The data
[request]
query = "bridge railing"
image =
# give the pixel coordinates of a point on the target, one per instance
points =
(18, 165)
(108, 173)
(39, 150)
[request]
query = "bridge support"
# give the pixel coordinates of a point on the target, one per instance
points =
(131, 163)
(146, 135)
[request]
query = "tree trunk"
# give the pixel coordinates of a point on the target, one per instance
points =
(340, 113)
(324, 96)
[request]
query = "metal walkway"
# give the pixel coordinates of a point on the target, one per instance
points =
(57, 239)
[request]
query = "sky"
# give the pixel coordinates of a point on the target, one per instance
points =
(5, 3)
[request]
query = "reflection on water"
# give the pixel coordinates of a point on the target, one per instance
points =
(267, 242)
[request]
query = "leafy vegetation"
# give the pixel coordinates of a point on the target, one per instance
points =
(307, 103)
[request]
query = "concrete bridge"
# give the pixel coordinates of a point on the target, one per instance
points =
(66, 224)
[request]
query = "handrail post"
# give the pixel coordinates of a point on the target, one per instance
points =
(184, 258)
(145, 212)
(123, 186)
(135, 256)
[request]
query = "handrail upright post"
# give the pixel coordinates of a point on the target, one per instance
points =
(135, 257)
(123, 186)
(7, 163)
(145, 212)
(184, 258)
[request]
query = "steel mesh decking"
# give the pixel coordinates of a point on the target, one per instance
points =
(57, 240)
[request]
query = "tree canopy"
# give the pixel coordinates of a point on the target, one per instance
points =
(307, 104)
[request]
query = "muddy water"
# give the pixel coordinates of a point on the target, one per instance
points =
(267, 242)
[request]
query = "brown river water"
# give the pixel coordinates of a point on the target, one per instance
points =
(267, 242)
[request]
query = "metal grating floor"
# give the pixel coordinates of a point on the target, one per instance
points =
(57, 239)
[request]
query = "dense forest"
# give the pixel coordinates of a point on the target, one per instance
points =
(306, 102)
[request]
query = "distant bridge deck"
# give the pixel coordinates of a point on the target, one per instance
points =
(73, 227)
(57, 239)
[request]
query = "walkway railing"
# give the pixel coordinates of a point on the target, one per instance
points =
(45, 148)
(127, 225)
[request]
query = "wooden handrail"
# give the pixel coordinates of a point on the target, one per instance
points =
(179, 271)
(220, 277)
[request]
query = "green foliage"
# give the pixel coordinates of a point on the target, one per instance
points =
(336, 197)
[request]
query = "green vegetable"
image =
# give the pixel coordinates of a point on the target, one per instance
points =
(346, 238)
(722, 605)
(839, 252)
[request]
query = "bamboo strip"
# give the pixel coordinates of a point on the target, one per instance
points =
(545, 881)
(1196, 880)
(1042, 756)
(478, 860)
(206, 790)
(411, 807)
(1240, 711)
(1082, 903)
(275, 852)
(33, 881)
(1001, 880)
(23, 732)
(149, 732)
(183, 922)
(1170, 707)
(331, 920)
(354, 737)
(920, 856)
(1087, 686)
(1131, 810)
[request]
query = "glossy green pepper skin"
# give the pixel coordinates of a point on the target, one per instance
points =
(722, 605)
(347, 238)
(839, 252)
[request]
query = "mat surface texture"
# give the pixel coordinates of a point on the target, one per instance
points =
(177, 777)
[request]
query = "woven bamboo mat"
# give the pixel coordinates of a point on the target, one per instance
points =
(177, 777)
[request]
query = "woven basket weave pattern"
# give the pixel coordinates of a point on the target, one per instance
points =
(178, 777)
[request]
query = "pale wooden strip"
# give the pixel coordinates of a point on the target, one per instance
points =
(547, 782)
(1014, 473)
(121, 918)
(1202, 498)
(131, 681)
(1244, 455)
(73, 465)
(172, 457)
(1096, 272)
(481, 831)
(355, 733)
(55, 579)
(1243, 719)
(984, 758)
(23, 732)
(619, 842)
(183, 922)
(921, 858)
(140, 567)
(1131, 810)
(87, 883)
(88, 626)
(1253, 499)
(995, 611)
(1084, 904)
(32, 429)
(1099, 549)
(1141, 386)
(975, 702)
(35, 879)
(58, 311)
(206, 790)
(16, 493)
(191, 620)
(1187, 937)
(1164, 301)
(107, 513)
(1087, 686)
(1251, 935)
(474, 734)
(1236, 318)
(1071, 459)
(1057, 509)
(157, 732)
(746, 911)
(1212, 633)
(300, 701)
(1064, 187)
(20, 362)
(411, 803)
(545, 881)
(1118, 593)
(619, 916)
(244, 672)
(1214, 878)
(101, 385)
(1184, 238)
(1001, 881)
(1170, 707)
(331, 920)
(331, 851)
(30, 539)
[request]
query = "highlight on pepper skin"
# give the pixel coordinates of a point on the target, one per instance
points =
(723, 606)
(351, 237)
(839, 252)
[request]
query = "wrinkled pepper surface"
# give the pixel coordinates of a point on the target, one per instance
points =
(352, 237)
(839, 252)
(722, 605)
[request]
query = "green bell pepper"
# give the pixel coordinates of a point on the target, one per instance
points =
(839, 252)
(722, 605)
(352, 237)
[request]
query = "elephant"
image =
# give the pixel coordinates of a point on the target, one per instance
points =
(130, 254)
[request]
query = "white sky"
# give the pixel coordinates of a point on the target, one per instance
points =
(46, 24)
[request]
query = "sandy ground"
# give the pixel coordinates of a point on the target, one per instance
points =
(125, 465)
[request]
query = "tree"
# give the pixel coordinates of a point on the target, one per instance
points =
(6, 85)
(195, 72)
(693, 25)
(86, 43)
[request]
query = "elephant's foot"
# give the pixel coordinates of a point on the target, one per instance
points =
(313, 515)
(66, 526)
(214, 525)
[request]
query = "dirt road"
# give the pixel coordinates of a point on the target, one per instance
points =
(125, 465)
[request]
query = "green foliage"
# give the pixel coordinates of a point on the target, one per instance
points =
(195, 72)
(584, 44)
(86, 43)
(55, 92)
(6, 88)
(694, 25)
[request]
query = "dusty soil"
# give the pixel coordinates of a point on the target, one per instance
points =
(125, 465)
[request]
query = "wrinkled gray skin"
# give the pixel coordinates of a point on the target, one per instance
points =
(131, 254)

What the exercise asks
Across the entries above, find each line with the word "elephant" and please copy it out.

Exercise answer
query = "elephant"
query = "elephant's foot"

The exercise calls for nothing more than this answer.